* Passage to read
--- start ---
# Screen printing business plan



## da_real_nikoi (Mar 22, 2010)

Hi!

My name is Nikki. I have come upon this great opportunity to acquire the screen printing business where I usually get my shirts printed. Now, it's just a matter of coming up with the funds to purchase the business and have some cash flow to finance the business. 

I don't have much saved up and all I could think of is applying for a business loan. Here in Canada, there is a national charity called Canadian Youth Business Foundation that helps young entrepreneurs to launch their business. I have checked it out and I think it's the way to go. I just need to come up with a solid business plan so I can get approved for the start-up loan. 

Does anyone know/have a business plan sample for a screen printing business? Any help would be greatly appreciated! 


Thanks!


----------



## hdem (Mar 1, 2008)

1.) Learn the ins and outs of screen printing to make sure you understand it.

2.) Ask about their current and historical sales and profits along with their overhead. You need to know this to make sure it's a profitable business.

3.) Mention ways you would promote the business to make it sound like you are innovative. Also mention ways you can make the business more efficient and profitable.

my laptop is about to die so if I think of more I'll add on later!


----------



## 73eyes (Jan 22, 2010)

If you're going to be banking around for a business loan, the "Business Plan Pro" program can be pretty helpful for formulating a business plan. It comes with a couple books on starting / acquiring a business as well. Its about $100, but money well spent if it helps get the loan you need.


----------
--- end ---
* Listing
--- start ---
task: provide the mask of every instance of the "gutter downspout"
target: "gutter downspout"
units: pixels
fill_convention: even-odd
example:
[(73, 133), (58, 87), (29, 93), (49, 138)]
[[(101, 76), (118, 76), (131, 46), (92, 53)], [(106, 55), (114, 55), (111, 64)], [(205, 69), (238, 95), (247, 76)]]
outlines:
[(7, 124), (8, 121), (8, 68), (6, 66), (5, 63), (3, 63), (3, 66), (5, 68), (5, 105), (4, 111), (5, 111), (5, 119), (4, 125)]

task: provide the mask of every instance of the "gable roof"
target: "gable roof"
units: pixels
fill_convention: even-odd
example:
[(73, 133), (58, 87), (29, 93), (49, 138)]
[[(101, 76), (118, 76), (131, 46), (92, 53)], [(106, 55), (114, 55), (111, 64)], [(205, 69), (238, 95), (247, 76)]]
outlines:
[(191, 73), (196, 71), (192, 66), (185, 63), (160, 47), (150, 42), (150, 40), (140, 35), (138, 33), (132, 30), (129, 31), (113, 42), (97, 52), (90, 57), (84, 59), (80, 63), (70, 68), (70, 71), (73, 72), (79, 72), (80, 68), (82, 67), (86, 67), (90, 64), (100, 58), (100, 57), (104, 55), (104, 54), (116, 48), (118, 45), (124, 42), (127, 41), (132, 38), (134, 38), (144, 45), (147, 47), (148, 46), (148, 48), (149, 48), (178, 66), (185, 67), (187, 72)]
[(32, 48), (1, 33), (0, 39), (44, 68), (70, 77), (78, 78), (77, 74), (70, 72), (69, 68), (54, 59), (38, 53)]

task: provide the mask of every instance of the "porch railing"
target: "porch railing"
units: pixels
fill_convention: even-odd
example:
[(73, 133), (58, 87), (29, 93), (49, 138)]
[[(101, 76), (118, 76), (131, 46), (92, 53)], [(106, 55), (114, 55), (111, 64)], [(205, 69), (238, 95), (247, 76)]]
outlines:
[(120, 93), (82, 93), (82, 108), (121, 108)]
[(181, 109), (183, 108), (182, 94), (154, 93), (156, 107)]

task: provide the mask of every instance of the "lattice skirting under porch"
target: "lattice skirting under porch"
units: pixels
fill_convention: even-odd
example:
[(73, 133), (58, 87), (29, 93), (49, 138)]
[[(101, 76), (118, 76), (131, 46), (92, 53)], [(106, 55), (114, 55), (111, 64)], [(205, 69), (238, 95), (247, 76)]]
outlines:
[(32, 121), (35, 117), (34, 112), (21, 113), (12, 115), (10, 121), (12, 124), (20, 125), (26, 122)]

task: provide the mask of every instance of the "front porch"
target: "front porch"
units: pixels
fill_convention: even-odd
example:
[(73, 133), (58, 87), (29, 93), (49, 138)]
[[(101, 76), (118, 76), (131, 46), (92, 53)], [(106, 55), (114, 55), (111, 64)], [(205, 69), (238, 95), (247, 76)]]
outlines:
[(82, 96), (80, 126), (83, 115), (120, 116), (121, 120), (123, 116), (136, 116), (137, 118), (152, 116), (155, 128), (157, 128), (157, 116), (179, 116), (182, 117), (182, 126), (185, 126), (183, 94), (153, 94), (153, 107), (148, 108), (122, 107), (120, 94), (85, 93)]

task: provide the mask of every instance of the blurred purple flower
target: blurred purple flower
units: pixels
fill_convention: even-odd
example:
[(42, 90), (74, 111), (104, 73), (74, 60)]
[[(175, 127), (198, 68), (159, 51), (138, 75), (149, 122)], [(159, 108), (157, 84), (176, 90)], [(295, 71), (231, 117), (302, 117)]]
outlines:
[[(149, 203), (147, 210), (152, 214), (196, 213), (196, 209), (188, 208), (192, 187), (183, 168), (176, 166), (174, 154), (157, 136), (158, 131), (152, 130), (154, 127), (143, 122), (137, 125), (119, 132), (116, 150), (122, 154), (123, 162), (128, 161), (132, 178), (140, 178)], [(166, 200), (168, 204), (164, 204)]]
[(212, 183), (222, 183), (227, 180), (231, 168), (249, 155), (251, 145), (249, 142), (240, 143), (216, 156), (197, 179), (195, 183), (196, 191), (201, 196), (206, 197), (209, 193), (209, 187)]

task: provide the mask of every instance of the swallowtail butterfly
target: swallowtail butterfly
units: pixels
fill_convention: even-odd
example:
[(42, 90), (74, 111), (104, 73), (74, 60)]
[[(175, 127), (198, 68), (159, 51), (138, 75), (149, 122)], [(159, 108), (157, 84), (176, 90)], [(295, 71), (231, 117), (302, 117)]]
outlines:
--- end ---
* Task requirements
Please output the part of the screen printing thread from "If you're going" to "loan you need.", with no changes.

* Written solution
If you're going to be banking around for a business loan, the "Business Plan Pro" program can be pretty helpful for formulating a business plan. It comes with a couple books on starting / acquiring a business as well. Its about $100, but money well spent if it helps get the loan you need.